— TASKS TO COMPLETE —
1. Copy out the circuit breaker code starting with "if (successes >= this.config.successThreshold)" and going on through "this.key('failures')", replacing "del" with "unlink".
2. In the circuit breaker code, what default value is given for recoveryTimeout when none is supplied?

— EXTRACT TO READ —

Circuit Breaker Pattern

Circuit Breaker Implementation

// circuit-breaker.ts
import { Redis } from 'ioredis';

enum CircuitState {
  CLOSED = 'closed',
  OPEN = 'open',
  HALF_OPEN = 'half_open'
}

interface CircuitBreakerConfig {
  failureThreshold: number;   // Failures before opening
  recoveryTimeout: number;    // Time before half-open (ms)
  successThreshold: number;   // Successes to close from half-open
  windowSize: number;         // Rolling window for counting (ms)
}

class CircuitBreaker {
  private redis: Redis;
  private name: string;
  private config: CircuitBreakerConfig;

  constructor(
    redis: Redis,
    name: string,
    config: Partial<CircuitBreakerConfig> = {}
  ) {
    this.redis = redis;
    this.name = name;
    this.config = {
      failureThreshold: config.failureThreshold || 5,
      recoveryTimeout: config.recoveryTimeout || 30000,
      successThreshold: config.successThreshold || 3,
      windowSize: config.windowSize || 60000
    };
  }

  private key(suffix: string): string {
    return `circuit:${this.name}:${suffix}`;
  }

  async getState(): Promise<CircuitState> {
    const state = await this.redis.get(this.key('state'));
    return (state as CircuitState) || CircuitState.CLOSED;
  }

  async isAllowed(): Promise<boolean> {
    const state = await this.getState();

    switch (state) {
      case CircuitState.CLOSED:
        return true;

      case CircuitState.OPEN:
        // Check if recovery timeout has passed
        const openedAt = await this.redis.get(this.key('opened_at'));
        if (openedAt && Date.now() - parseInt(openedAt) > this.config.recoveryTimeout) {
          // Transition to half-open
          await this.setState(CircuitState.HALF_OPEN);
          return true;
        }
        return false;

      case CircuitState.HALF_OPEN:
        // Allow limited requests to test
        return true;

      default:
        return true;
    }
  }

  async recordSuccess(): Promise<void> {
    const state = await this.getState();

    if (state === CircuitState.HALF_OPEN) {
      // Increment success counter
      const successes = await this.redis.incr(this.key('half_open_successes'));

      if (successes >= this.config.successThreshold) {
        // Close the circuit
        await this.setState(CircuitState.CLOSED);
        await this.redis.del(
          this.key('half_open_successes'),
          this.key('failures')

— DATA PROVIDED —
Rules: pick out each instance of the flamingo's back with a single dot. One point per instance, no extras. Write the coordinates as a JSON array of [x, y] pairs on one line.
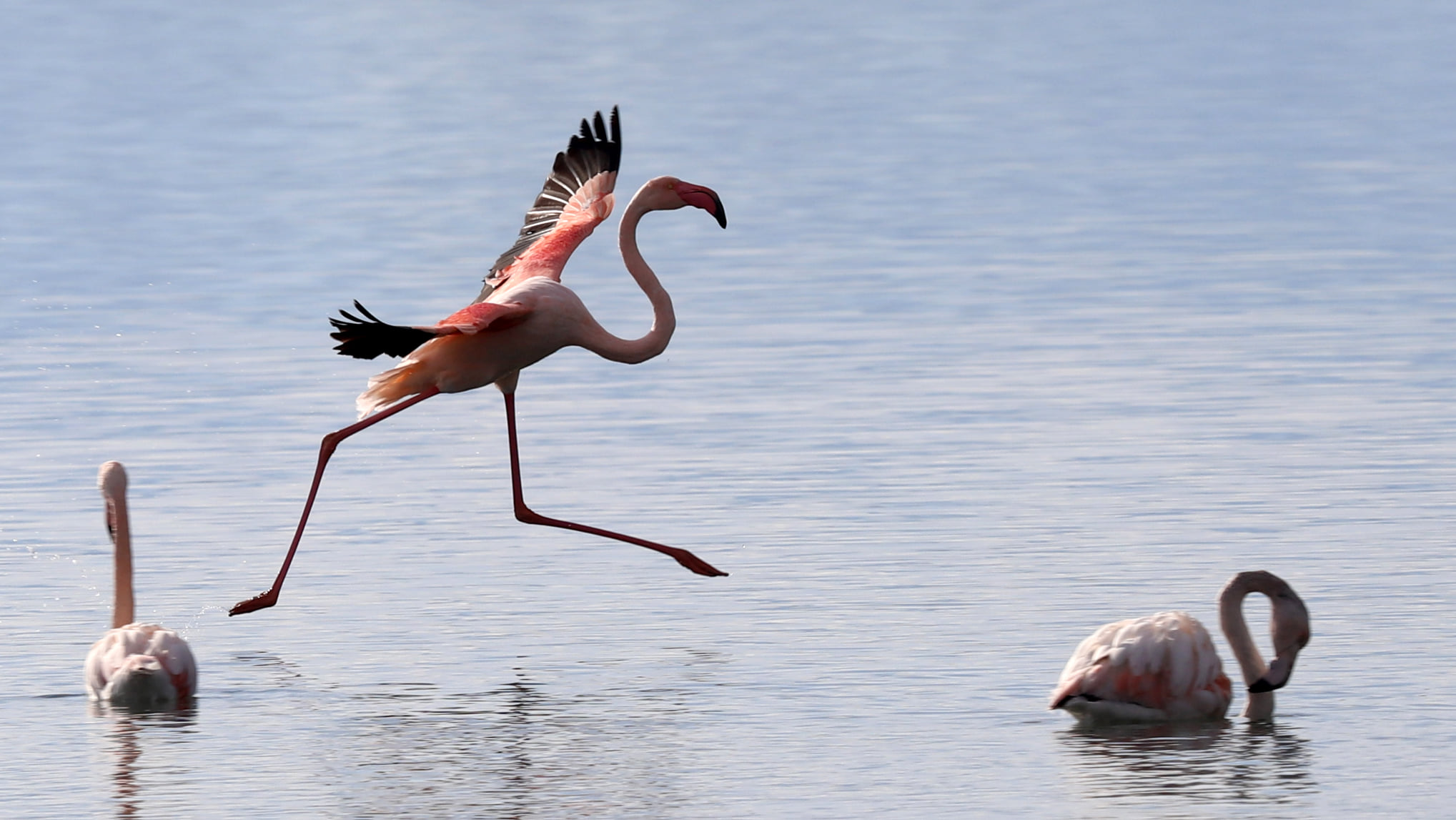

— OUTPUTS BY TASK —
1.
if (successes >= this.config.successThreshold) {
        // Close the circuit
        await this.setState(CircuitState.CLOSED);
        await this.redis.unlink(
          this.key('half_open_successes'),
          this.key('failures')

2. 30000 ms